— Istruzioni operative —
Ricopi fedelmente dal testo sulla sentenza della Cassazione relativa al lavoratore disabile licenziato tutto il passo che va da "Cassazione: disabile licenziato" fino a "norma speciale .", entrambi compresi.

— Testo selezionato —

Cassazione: disabile licenziato con l’ok della commissione medica
Con la sentenza n. 10576/17 dello scorso 28 aprile la Cassazione ha accolto il ricorso di un lavoratore disabile, licenziato a seguito di aggravamento delle condizioni di salute, affermando che il datore di lavoro, nel caso di aggravamento o di significative variazioni all’organizzazione del lavoro, può risolvere il rapporto solo se la speciale commissione medica, costituita ai sensi dell’articolo 10, comma 3, della Legge 68/99, accerta la definitiva impossibilità di reinserire il disabile in azienda. Non è a tal fine sufficiente il solo giudizio d’inidoneità alla mansione specifica espresso dal medico competente nell’ambito della sorveglianza sanitaria ex Dlgs 81/08, posto che la normativa sul collocamento obbligatorio dei disabili è norma speciale .

— Materiale fornito —
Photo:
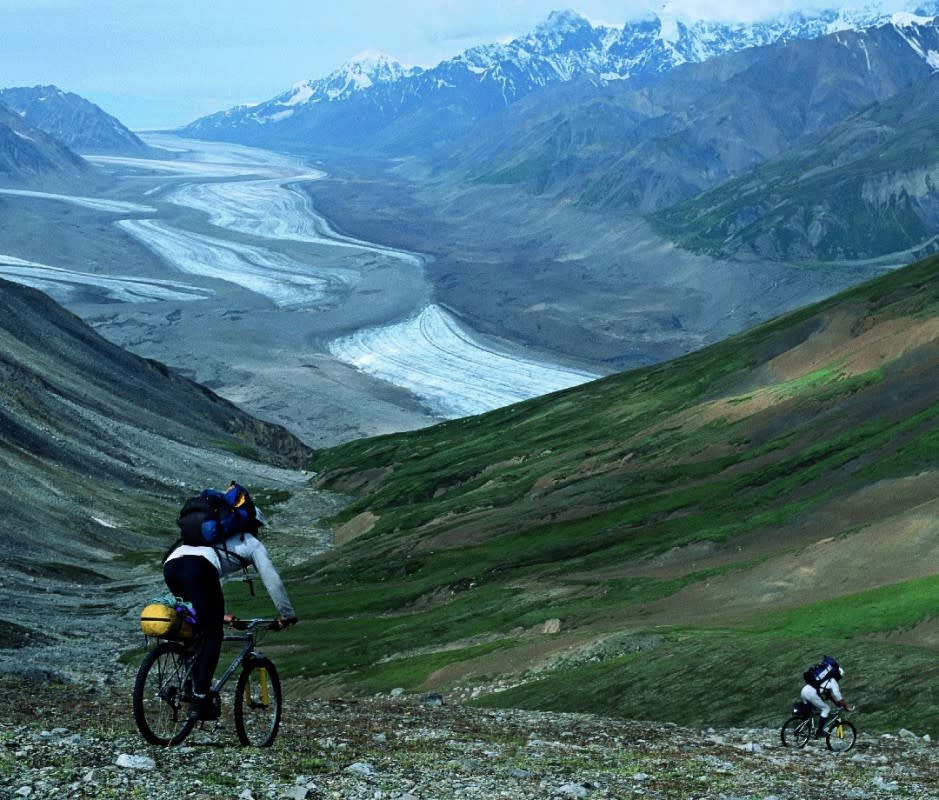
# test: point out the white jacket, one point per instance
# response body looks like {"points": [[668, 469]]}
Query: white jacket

— Risultato dell'esercizio —
Cassazione: disabile licenziato con l’ok della commissione medica
Con la sentenza n. 10576/17 dello scorso 28 aprile la Cassazione ha accolto il ricorso di un lavoratore disabile, licenziato a seguito di aggravamento delle condizioni di salute, affermando che il datore di lavoro, nel caso di aggravamento o di significative variazioni all’organizzazione del lavoro, può risolvere il rapporto solo se la speciale commissione medica, costituita ai sensi dell’articolo 10, comma 3, della Legge 68/99, accerta la definitiva impossibilità di reinserire il disabile in azienda. Non è a tal fine sufficiente il solo giudizio d’inidoneità alla mansione specifica espresso dal medico competente nell’ambito della sorveglianza sanitaria ex Dlgs 81/08, posto che la normativa sul collocamento obbligatorio dei disabili è norma speciale .